Start of Exercise material

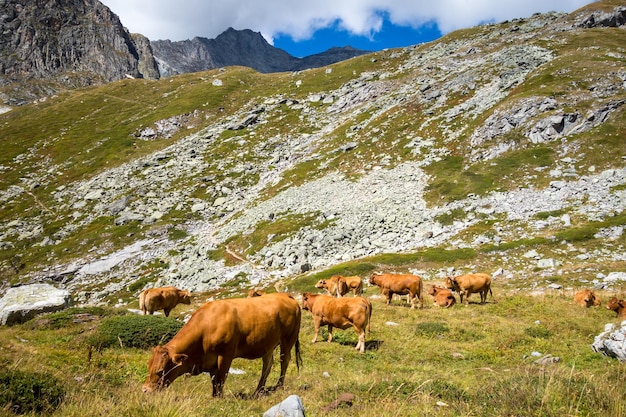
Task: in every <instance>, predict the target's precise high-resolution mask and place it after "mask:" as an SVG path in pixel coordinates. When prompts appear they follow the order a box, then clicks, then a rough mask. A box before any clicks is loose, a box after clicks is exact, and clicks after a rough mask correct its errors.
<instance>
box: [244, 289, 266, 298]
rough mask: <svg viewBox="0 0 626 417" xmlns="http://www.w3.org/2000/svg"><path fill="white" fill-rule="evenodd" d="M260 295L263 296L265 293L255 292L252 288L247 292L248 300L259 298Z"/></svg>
mask: <svg viewBox="0 0 626 417" xmlns="http://www.w3.org/2000/svg"><path fill="white" fill-rule="evenodd" d="M262 295H265V291H263V290H257V289H255V288H252V289H251V290H250V291H248V298H252V297H260V296H262Z"/></svg>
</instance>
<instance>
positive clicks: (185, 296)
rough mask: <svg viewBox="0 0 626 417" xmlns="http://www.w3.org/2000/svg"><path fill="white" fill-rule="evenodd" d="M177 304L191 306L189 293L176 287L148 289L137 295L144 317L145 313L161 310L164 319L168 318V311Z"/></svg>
mask: <svg viewBox="0 0 626 417" xmlns="http://www.w3.org/2000/svg"><path fill="white" fill-rule="evenodd" d="M177 304H191V293H190V292H189V291H184V290H179V289H178V288H176V287H160V288H149V289H147V290H143V291H142V292H141V294H139V308H140V309H141V311H142V313H143V314H144V316H145V315H146V312H148V313H150V314H153V313H154V312H155V311H157V310H163V311H164V312H165V317H169V315H170V311H172V309H173V308H174V307H176V305H177Z"/></svg>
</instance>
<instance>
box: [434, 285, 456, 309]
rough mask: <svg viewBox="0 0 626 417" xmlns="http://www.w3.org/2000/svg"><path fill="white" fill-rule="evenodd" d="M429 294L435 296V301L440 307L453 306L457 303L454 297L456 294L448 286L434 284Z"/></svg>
mask: <svg viewBox="0 0 626 417" xmlns="http://www.w3.org/2000/svg"><path fill="white" fill-rule="evenodd" d="M428 294H430V295H431V296H432V297H433V302H434V304H435V305H436V306H439V307H446V308H448V307H452V306H453V305H454V304H455V303H456V298H454V294H452V291H450V290H449V289H447V288H444V287H438V286H436V285H433V286H432V287H430V290H428Z"/></svg>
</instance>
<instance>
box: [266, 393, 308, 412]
mask: <svg viewBox="0 0 626 417" xmlns="http://www.w3.org/2000/svg"><path fill="white" fill-rule="evenodd" d="M304 415H305V414H304V405H303V404H302V400H301V399H300V397H298V396H297V395H290V396H289V397H287V398H286V399H285V400H284V401H283V402H281V403H280V404H276V405H275V406H273V407H272V408H270V409H269V410H267V411H266V412H265V413H263V417H304Z"/></svg>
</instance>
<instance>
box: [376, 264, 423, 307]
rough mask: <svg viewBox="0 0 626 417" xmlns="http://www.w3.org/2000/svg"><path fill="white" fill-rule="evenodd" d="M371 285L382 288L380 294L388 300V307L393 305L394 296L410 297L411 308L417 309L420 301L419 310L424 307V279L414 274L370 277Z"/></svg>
mask: <svg viewBox="0 0 626 417" xmlns="http://www.w3.org/2000/svg"><path fill="white" fill-rule="evenodd" d="M370 284H371V285H376V286H378V287H379V288H380V292H381V293H382V294H383V295H384V296H385V297H386V298H387V305H389V304H391V298H392V297H393V295H394V294H399V295H406V294H408V295H409V300H410V302H411V308H415V300H416V299H417V300H418V303H419V308H422V307H423V306H424V299H423V298H422V279H421V278H420V277H418V276H417V275H413V274H378V273H373V274H372V275H371V276H370Z"/></svg>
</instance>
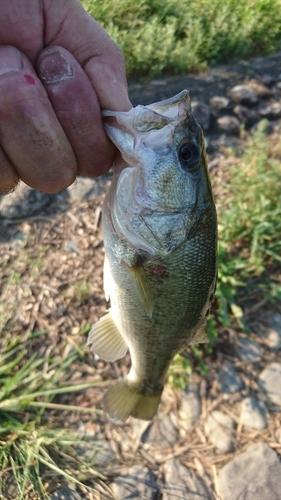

End of Exercise material

▶ [Problem to work on]:
From the records above, copy out every line that contains the string "clicks", leaving each one unchanged.

▶ [Task solution]:
Task: in every <instance>, predict the target's precise high-resolution mask and place it after "mask:" as an SVG path in pixel coordinates. When prompts appear they follow the order a box, then clicks, then a rough mask. A box before any clicks is loose, a box after clicks is exact, and clicks after a rough mask correct its errors.
positive clicks: (185, 296)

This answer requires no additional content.